> _Assigned task_: Give back exactly the lines from the one containing "wall for yield estimation." through the end of the records, including both, and no others.

(Stored data entries)

· · · · ·

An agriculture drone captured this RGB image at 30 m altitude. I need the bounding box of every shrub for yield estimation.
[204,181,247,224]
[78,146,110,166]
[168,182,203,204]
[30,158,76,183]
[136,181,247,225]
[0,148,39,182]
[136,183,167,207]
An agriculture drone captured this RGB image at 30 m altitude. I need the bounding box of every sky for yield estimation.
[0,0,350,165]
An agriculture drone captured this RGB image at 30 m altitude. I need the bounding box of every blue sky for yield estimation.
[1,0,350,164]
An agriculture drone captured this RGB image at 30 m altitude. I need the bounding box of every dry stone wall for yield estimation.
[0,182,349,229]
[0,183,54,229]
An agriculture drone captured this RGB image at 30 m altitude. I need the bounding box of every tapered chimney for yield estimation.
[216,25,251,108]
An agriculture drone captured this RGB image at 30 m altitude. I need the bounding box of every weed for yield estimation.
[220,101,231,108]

· · · · ·

> _Answer section_:
An agriculture drone captured this RGB image at 30 m altitude. I need the bounding box of every dry stone wall for yield estimation.
[0,182,349,229]
[0,183,54,229]
An agriculture drone captured this RGB image at 30 m altitude. I need the bounding box of every tapered chimney for yield estimation.
[216,25,251,108]
An agriculture drone captured this RGB image at 30 m altitude. I need the bounding box of every weed for yield estimation.
[220,101,231,108]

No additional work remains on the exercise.